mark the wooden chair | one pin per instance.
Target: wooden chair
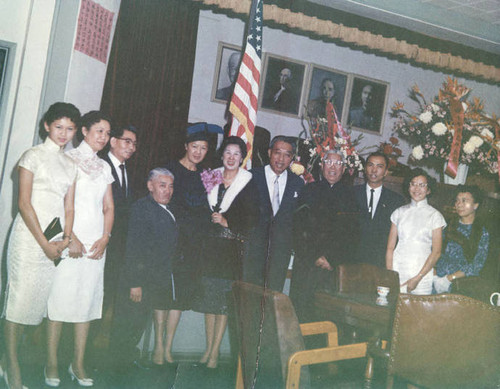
(443, 341)
(272, 352)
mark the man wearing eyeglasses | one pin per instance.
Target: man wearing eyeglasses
(122, 146)
(376, 204)
(325, 233)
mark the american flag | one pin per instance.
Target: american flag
(243, 104)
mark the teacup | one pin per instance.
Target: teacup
(383, 291)
(492, 299)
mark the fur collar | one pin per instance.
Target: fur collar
(240, 181)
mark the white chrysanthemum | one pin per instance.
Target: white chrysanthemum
(425, 117)
(487, 133)
(476, 141)
(439, 129)
(418, 152)
(469, 148)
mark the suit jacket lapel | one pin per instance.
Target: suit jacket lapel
(381, 202)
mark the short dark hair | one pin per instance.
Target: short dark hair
(57, 111)
(475, 192)
(117, 131)
(431, 182)
(91, 118)
(379, 154)
(234, 140)
(287, 139)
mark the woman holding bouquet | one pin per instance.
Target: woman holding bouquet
(46, 190)
(233, 214)
(77, 291)
(417, 230)
(189, 204)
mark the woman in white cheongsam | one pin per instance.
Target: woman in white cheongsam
(46, 191)
(77, 291)
(417, 229)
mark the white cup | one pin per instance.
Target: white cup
(383, 291)
(492, 299)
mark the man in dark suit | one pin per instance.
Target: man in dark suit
(147, 281)
(123, 144)
(271, 245)
(325, 233)
(376, 204)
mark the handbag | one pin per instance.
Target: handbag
(54, 228)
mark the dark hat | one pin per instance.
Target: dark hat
(199, 131)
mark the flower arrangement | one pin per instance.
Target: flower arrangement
(450, 129)
(390, 149)
(211, 178)
(323, 134)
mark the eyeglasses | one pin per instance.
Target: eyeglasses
(129, 141)
(331, 162)
(419, 184)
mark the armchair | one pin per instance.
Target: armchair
(442, 341)
(274, 355)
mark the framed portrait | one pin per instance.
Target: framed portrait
(282, 85)
(325, 85)
(226, 71)
(367, 105)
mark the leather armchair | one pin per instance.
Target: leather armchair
(442, 341)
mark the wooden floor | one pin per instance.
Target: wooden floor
(186, 374)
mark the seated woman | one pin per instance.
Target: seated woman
(233, 213)
(417, 229)
(466, 241)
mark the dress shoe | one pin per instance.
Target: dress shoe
(81, 381)
(6, 379)
(53, 382)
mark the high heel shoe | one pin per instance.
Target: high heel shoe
(81, 381)
(6, 379)
(52, 382)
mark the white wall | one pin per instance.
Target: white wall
(32, 25)
(215, 27)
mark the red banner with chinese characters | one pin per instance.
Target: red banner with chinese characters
(94, 30)
(457, 115)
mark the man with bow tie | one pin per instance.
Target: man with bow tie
(376, 204)
(270, 251)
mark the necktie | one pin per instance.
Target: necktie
(124, 183)
(370, 204)
(276, 196)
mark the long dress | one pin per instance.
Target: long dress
(30, 272)
(415, 223)
(453, 259)
(190, 207)
(223, 247)
(77, 291)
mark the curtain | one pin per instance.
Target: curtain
(149, 77)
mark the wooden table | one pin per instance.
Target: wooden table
(358, 310)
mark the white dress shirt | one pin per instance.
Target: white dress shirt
(376, 197)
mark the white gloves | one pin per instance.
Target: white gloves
(441, 284)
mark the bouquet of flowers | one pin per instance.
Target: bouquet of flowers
(323, 134)
(450, 129)
(211, 178)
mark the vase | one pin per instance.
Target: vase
(461, 175)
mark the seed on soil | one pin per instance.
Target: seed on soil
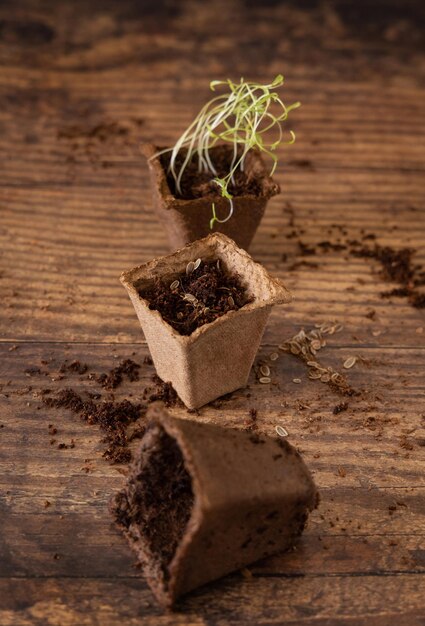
(265, 370)
(282, 432)
(349, 362)
(190, 267)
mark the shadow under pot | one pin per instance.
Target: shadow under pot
(203, 311)
(187, 216)
(202, 501)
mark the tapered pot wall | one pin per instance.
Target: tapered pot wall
(188, 220)
(252, 497)
(216, 358)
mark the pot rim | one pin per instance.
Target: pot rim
(149, 150)
(220, 244)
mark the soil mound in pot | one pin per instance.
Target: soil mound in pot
(199, 296)
(164, 497)
(196, 184)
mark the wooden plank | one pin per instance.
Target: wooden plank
(75, 210)
(305, 601)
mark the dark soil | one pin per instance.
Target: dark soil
(397, 266)
(121, 422)
(200, 297)
(113, 418)
(158, 500)
(127, 368)
(195, 184)
(74, 366)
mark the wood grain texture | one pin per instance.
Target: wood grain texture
(79, 90)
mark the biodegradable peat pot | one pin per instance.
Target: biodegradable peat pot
(202, 501)
(188, 220)
(217, 357)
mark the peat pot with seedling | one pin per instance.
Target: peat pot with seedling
(203, 311)
(215, 176)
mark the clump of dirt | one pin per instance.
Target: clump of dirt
(127, 368)
(397, 266)
(202, 294)
(113, 418)
(196, 184)
(163, 392)
(120, 421)
(74, 366)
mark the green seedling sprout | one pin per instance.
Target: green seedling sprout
(242, 116)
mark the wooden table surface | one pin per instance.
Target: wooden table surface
(81, 85)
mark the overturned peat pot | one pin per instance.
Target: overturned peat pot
(202, 501)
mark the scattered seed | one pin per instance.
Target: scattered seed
(313, 364)
(265, 380)
(282, 432)
(349, 362)
(190, 267)
(314, 375)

*PROBLEM REQUIREMENTS*. Each line above is to be copied exactly, and the pictures are to be dropped.

*YOUR SOLUTION*.
mark the wooden chair | one pin per instance.
Target: wooden chair
(443, 341)
(272, 352)
mark the man wearing eyeglasses | one pin per instance.
Target: man wearing eyeglasses
(122, 146)
(376, 204)
(325, 233)
mark the american flag | one pin per instance.
Target: american flag
(243, 104)
mark the teacup | one pin per instance.
Target: teacup
(383, 291)
(492, 299)
mark the fur collar | one pin per instance.
Target: fur collar
(240, 181)
mark the white chrysanthemum | one pin per instance.
Target: white chrysanthemum
(425, 117)
(487, 133)
(476, 141)
(439, 129)
(418, 152)
(469, 148)
mark the suit jacket lapel | one pin per instance.
Target: suit jacket lapel
(381, 202)
mark the short dark hair | one pin per instance.
Target: short dark hair
(57, 111)
(475, 192)
(117, 131)
(431, 182)
(91, 118)
(379, 154)
(234, 140)
(287, 139)
mark the woman holding bouquet | one pin per instance.
Target: woman holding bouquet
(46, 190)
(233, 214)
(77, 291)
(417, 230)
(189, 204)
mark the woman in white cheongsam | one pin per instance.
Target: woman in white cheongsam
(46, 191)
(77, 291)
(417, 229)
mark the white cup | one pin per instance.
Target: white cup
(383, 291)
(492, 299)
mark the man in dark suit | one pin per instance.
Target: man in dark suit
(147, 281)
(123, 144)
(271, 245)
(325, 233)
(376, 204)
mark the handbag | one pin per instance.
Target: handbag
(54, 228)
mark the dark hat | one pin per instance.
Target: dark hat
(199, 131)
mark the flower arrangement | one pin per instance.
Target: flower arrangement
(450, 129)
(390, 149)
(211, 178)
(323, 134)
mark the eyeglasses | one pin per instance.
Target: eyeglasses
(129, 141)
(331, 162)
(419, 184)
mark the armchair | one pin per instance.
Target: armchair
(442, 341)
(274, 355)
mark the framed portrait | one pin per instance.
Target: framed portrait
(282, 85)
(325, 85)
(226, 71)
(367, 105)
mark the leather armchair | one pin per instance.
Target: leather armchair
(442, 341)
mark the wooden floor | one pin per instance.
Target: wooden floor
(186, 374)
mark the seated woman | one pin per instance.
Target: seated woman
(233, 213)
(417, 229)
(466, 241)
mark the dress shoe | one pin per instance.
Target: dress shoe
(81, 381)
(6, 379)
(53, 382)
mark the high heel shoe | one pin per instance.
Target: high heel shoe
(81, 381)
(6, 379)
(52, 382)
mark the white wall | one pin per instance.
Target: white wall
(32, 25)
(215, 27)
mark the red banner with chinese characters | one pin per instance.
Target: red banner with chinese characters
(94, 30)
(457, 115)
mark the man with bow tie | one pin per instance.
Target: man with bow tie
(376, 204)
(270, 251)
mark the necktie | one pin per instance.
Target: necktie
(124, 183)
(370, 204)
(276, 196)
mark the long dress | one pin per instance.
Target: long dress
(30, 272)
(415, 223)
(453, 259)
(190, 207)
(223, 247)
(77, 291)
mark the curtain | one pin per instance.
Target: curtain
(149, 77)
mark the wooden table | one pin per instance.
Target: wooden table
(358, 310)
mark the white dress shirt | one pin per instance.
Target: white dress shirt
(376, 197)
mark the white gloves | one pin per instance.
Target: white gloves
(441, 284)
mark the bouquet of flowers | one pin per instance.
Target: bouquet of flowers
(323, 134)
(450, 129)
(211, 178)
mark the vase | one pin per instance.
Target: vase
(461, 175)
mark the seed on soil | one pin per instance.
Target: seed on soil
(265, 370)
(282, 432)
(349, 362)
(190, 267)
mark the shadow under pot | one pin per instance.
Target: shadow under pot
(203, 311)
(187, 216)
(202, 501)
mark the tapered pot wall | one pin per instance.
Target: tapered pot wall
(188, 220)
(252, 497)
(216, 358)
mark the pot rim | one pin per instance.
Target: pot rim
(149, 150)
(220, 244)
mark the soil mound in pot | one pin per instance.
Target: soil mound in pot
(199, 296)
(164, 497)
(196, 184)
mark the wooden plank | one pin per instance.
Target: wooden plank
(75, 210)
(305, 601)
mark the dark soil | one pin per instance.
Target: dark soil
(397, 266)
(121, 422)
(200, 297)
(113, 418)
(158, 500)
(127, 368)
(195, 184)
(74, 366)
mark the wood grain texture | one pin per instance.
Target: wood grain texture
(79, 90)
mark the biodegradable peat pot | one pin per instance.
Target: biodegradable peat pot
(202, 501)
(188, 220)
(217, 357)
mark the peat pot with seedling | one pin per instance.
Target: peat pot with seedling
(203, 311)
(215, 176)
mark the clump of dirt | one pin per instance.
Target: clump of dirt
(127, 368)
(397, 266)
(202, 294)
(113, 418)
(196, 184)
(163, 392)
(120, 421)
(74, 366)
mark the green seedling sprout | one pin per instance.
Target: green seedling sprout
(242, 116)
mark the wooden table surface | one pin per instance.
Target: wooden table surface
(81, 85)
mark the overturned peat pot | one pin per instance.
Target: overturned peat pot
(202, 501)
mark the scattered seed | one pin per instance.
Target: scattered seed
(313, 364)
(265, 380)
(282, 432)
(349, 362)
(190, 267)
(314, 375)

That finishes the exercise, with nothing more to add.